PROVIDED INFORMATION section start

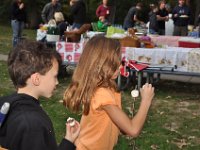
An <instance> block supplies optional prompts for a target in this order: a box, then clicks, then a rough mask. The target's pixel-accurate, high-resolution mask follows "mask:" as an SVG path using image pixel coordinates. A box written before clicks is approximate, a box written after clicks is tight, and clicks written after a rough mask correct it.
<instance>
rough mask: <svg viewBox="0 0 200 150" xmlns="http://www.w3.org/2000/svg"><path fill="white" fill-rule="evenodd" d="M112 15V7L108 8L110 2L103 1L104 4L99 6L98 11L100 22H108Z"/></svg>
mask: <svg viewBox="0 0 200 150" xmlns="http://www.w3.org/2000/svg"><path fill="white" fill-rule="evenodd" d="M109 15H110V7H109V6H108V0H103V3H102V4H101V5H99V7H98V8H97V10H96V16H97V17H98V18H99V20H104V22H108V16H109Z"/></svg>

PROVIDED INFORMATION section end
PROVIDED INFORMATION section start

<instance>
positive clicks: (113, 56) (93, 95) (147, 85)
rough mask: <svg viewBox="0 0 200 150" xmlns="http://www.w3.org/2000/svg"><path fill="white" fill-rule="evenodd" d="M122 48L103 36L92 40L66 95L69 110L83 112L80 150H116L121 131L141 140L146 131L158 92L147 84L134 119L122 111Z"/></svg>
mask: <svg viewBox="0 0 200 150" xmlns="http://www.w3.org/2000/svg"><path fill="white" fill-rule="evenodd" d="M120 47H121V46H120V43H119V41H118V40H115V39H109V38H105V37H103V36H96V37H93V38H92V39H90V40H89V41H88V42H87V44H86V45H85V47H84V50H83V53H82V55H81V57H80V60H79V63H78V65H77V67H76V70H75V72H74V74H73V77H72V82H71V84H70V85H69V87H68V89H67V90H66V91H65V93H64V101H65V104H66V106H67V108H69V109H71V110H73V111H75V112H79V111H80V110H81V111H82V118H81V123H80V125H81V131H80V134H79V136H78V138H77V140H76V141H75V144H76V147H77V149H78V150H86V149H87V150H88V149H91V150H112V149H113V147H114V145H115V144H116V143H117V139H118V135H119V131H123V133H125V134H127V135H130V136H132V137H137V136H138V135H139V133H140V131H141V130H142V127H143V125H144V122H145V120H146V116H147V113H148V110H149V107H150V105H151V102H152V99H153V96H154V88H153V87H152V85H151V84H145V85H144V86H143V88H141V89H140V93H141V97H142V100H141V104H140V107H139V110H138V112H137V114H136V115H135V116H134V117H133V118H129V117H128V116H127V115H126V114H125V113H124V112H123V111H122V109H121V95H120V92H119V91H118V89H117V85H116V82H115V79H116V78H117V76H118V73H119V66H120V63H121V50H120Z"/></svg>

PROVIDED INFORMATION section end

EXERCISE GOAL:
Copy out each line of the entries above that contains the string "rule". Case matters.

THE ANSWER:
rough mask: <svg viewBox="0 0 200 150" xmlns="http://www.w3.org/2000/svg"><path fill="white" fill-rule="evenodd" d="M112 15V7L108 8L110 2L103 1L104 4L99 6L98 11L100 22H108Z"/></svg>
mask: <svg viewBox="0 0 200 150" xmlns="http://www.w3.org/2000/svg"><path fill="white" fill-rule="evenodd" d="M109 15H110V7H109V6H108V0H103V3H102V4H101V5H99V7H98V8H97V10H96V16H97V17H98V18H99V20H104V22H108V16H109Z"/></svg>
rough mask: <svg viewBox="0 0 200 150" xmlns="http://www.w3.org/2000/svg"><path fill="white" fill-rule="evenodd" d="M122 48L103 36L92 40L66 95L69 110L83 112L80 150H116L121 131L141 140L146 131L158 92L147 84L134 119L122 111Z"/></svg>
mask: <svg viewBox="0 0 200 150" xmlns="http://www.w3.org/2000/svg"><path fill="white" fill-rule="evenodd" d="M120 47H121V46H120V43H119V41H118V40H115V39H109V38H105V37H103V36H96V37H93V38H92V39H90V40H89V41H88V42H87V44H86V45H85V47H84V50H83V53H82V55H81V57H80V60H79V63H78V65H77V67H76V70H75V72H74V74H73V77H72V82H71V84H70V85H69V87H68V89H67V90H66V91H65V93H64V101H65V104H66V106H67V108H69V109H71V110H73V111H75V112H79V111H80V110H81V111H82V118H81V123H80V125H81V131H80V134H79V136H78V138H77V140H76V141H75V144H76V147H77V149H78V150H86V149H87V150H88V149H91V150H112V149H113V147H114V145H115V144H116V143H117V139H118V135H119V131H123V133H125V134H127V135H130V136H132V137H137V136H138V135H139V133H140V131H141V130H142V127H143V125H144V122H145V120H146V116H147V113H148V110H149V107H150V105H151V102H152V99H153V96H154V88H153V87H152V85H151V84H145V85H144V86H143V88H141V89H140V93H141V97H142V100H141V104H140V107H139V110H138V112H137V114H136V115H135V116H134V117H133V118H129V117H128V116H127V115H126V114H125V113H124V112H123V111H122V109H121V95H120V92H119V91H118V89H117V85H116V82H115V79H116V78H117V76H118V73H119V66H120V63H121V50H120Z"/></svg>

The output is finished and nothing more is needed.